** Opening Data section block **

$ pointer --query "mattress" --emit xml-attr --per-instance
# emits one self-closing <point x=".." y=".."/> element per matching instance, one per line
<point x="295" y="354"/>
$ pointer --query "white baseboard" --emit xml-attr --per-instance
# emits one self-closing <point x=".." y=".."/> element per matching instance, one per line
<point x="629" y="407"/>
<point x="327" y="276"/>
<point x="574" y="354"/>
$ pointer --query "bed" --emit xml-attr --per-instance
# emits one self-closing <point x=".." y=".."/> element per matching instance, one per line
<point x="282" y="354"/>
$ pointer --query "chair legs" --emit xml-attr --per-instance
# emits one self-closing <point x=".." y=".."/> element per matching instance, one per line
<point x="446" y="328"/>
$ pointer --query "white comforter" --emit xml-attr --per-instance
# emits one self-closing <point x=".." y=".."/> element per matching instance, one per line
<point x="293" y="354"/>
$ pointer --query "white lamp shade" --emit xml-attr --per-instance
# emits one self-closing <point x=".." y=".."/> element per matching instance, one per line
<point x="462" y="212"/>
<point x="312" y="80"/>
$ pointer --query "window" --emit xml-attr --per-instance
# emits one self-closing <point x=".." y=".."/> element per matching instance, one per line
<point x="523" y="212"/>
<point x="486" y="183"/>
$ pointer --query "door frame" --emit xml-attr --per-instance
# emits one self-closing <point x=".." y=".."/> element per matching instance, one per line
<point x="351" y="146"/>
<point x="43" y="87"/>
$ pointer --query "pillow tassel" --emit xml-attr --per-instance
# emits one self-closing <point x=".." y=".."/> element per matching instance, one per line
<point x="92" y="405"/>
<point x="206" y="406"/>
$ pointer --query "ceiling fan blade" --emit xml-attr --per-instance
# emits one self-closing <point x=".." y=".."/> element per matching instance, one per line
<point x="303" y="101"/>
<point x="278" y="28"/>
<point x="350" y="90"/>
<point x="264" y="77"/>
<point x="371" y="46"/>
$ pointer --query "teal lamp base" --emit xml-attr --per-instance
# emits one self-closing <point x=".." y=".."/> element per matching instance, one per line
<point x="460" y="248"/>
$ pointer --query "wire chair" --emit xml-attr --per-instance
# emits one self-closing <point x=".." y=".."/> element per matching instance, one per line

** Closing Data section block **

**What you have to do**. Reproduce all the data exactly. Include every line.

**Response area**.
$ pointer --query "mattress" --emit xml-attr --per-instance
# emits one self-closing <point x=".." y=".."/> element per matching instance, one per line
<point x="295" y="354"/>
$ pointer --query "white baseboard" --emit xml-attr --per-instance
# emits one self-closing <point x=".." y=".."/> element per matching instance, one per line
<point x="629" y="407"/>
<point x="327" y="276"/>
<point x="574" y="354"/>
$ pointer --query "bed" --emit xml-attr --per-instance
# emits one self-closing <point x=".." y=".."/> element per matching instance, one per line
<point x="282" y="354"/>
$ pointer --query "chair legs" --emit xml-attr --per-instance
# emits one self-closing <point x=".." y=".."/> element per matching instance, one per line
<point x="446" y="328"/>
$ pointer --query "white comforter" --emit xml-attr --per-instance
# emits one self-closing <point x=".." y=".."/> element per matching instance, one per line
<point x="293" y="354"/>
$ pointer --query "white lamp shade" --emit xml-attr --per-instance
# emits one self-closing <point x=".." y=".."/> element per matching instance, one per line
<point x="462" y="212"/>
<point x="312" y="80"/>
$ pointer --query "window" --emit xml-attr --per-instance
# emits one self-closing <point x=".." y=".."/> element per matching instance, one per line
<point x="523" y="212"/>
<point x="486" y="183"/>
$ pointer --query "door frame" --emit xml-attr --per-instance
# emits one self-closing <point x=".." y=".."/> element per matching instance, one per line
<point x="351" y="146"/>
<point x="43" y="87"/>
$ pointer --query "pillow tassel" --emit xml-attr --per-instance
# emits one self-closing <point x=".." y=".."/> element per matching instance, one per line
<point x="92" y="405"/>
<point x="206" y="406"/>
$ pointer --query "ceiling fan blade" --emit xml-attr --per-instance
# emits one self-closing <point x=".." y=".."/> element per matching instance, one per line
<point x="303" y="101"/>
<point x="278" y="28"/>
<point x="350" y="90"/>
<point x="264" y="77"/>
<point x="371" y="46"/>
$ pointer --query "teal lamp base" --emit xml-attr --per-instance
# emits one self-closing <point x=".." y=".."/> element per matching instance, one per line
<point x="460" y="248"/>
$ pointer --query "wire chair" --emit xml-attr --per-instance
# emits one self-closing <point x=".." y=".."/> element per matching instance, one per line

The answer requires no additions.